▶ _Objective 1_:
Type out the stretch of the blues awards review from "Eddy Clearwater played" through "crowd enjoyed him.", keeping every word and mark as it stands.
▶ _Objective 2_:
According to the blues awards review, who was Bobby Rush's lead guitarist?

___ Selection

Dr. John hosted the four-hour awards and music presentation that honored the best of the blues. The awards were handed out between a great variety of musical entertainment.
The show kicked off in high gear with Gatemouth Brown & Gates Express. He switched from blues to guitar to blues fiddle and never missed a beat. Dr. John joined the band and if we could have heard his piano, it would have been great.
Richard Johnston, the first place winner of the International Blues Challenge, wowed the crowd with his powerful voice and inventive musical abilities. He appeared to be playing a cigar box that was a bass and a lead guitar while keeping the beat with his feet on a miniature drum set. A man to keep your eye and ear on in the future.
The music continued with Corey Harris and Henry Butler. This was a great collaboration, Harris on acoustic guitar and Butler's hands flying across the piano keys.
The 2001 Handy Awards All Star Band was comprised of Duke Robillard, Pinetop Perkins, Willie King, Levon Helm, Kim Wilson and Bob Margolin. Each member got in a solo and this was definitely a "dream team" band. Kim Wilson was outstanding as usual on the harp, at times playing without amplification, the notes coming out sweet and clear. It would be great if they took this show on the road.
Gatemouth Brown opened up the second half of the show and then turned it over to Bobby Rush. By now, the audience was a little restless and the chairs were getting a little stiff. Bobby Rush energized the place with the help of a tight band and his lead guitarist Vasti Jackson. Jackson has to be one of the best guitarists I have ever seen and never heard of. It was a treat to watch him play. Rush was playful, enthused and just plain fun to watch.
Eddy Clearwater played his recent song "Winds of Change." This was blues you could feel to the bottom of your soul. He then played some Rock n Blues and did a lot of dancing around the stage. He was certainly enjoying himself as much as the crowd enjoyed him.
Big Jack Johnson, Kim Wilson and Sam Carr were the next ones up to entertain the troops. It was a pleasure to listen to them and they did a great job but, the audience was starting to zone out. Three and a half hours had passed and though it seemed quick the cramped positions were starting to take a toll.

______
___ Data records

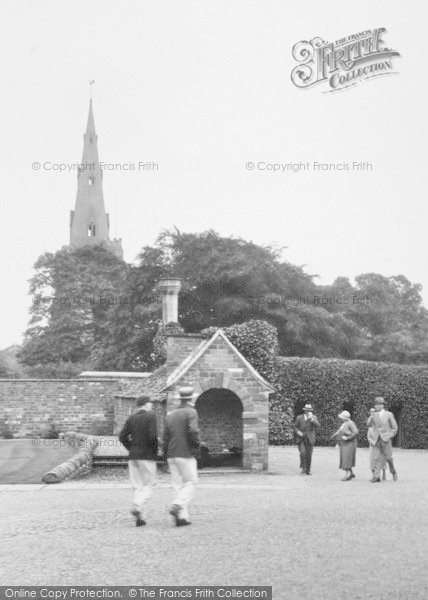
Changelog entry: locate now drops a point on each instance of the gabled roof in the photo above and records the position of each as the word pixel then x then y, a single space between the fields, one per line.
pixel 151 385
pixel 188 362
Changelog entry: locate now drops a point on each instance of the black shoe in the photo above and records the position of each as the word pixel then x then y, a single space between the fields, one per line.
pixel 182 522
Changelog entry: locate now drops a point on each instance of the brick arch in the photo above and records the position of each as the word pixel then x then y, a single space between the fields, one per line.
pixel 227 383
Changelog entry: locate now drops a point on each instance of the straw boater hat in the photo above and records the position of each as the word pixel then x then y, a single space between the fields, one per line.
pixel 344 415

______

▶ _Correct output 1_:
Eddy Clearwater played his recent song "Winds of Change." This was blues you could feel to the bottom of your soul. He then played some Rock n Blues and did a lot of dancing around the stage. He was certainly enjoying himself as much as the crowd enjoyed him.

▶ _Correct output 2_:
Vasti Jackson